Data supplied.
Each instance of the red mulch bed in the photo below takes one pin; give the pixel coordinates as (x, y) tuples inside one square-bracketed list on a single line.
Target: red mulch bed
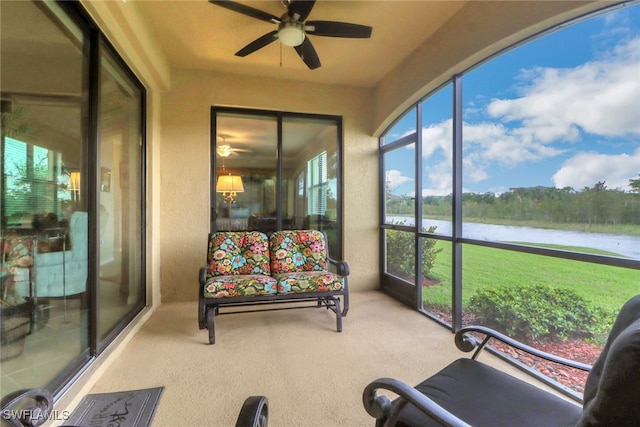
[(572, 349)]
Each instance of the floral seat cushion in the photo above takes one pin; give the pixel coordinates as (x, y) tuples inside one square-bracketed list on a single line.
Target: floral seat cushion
[(234, 286), (309, 281), (238, 253), (297, 250)]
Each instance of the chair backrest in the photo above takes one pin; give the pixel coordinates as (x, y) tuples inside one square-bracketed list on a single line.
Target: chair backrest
[(612, 390), (238, 252), (298, 250)]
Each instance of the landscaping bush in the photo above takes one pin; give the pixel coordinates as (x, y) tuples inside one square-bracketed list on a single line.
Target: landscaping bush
[(400, 254), (536, 311)]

What to do. Find all lines in the records that hold the word "single". Copy them.

Exercise output.
Each instance of the red mulch bed in the photo below takes one pin; give the pixel coordinates as (x, y) tuples inside one square-bracketed list on a single line.
Each instance of the floral seat cushion in the photo above takes one pin; give the pixel coordinates as (x, y) tuples inside one square-bracketed list on a single line.
Each instance of the chair backrest in the photo above takes one pin; give the pixel coordinates as (x, y) tuples inside one square-bracketed list on a single line.
Each instance of the landscaping bush in the photo above takes one pin; give the pixel coordinates as (x, y) tuples inside one square-bracketed list on a single line.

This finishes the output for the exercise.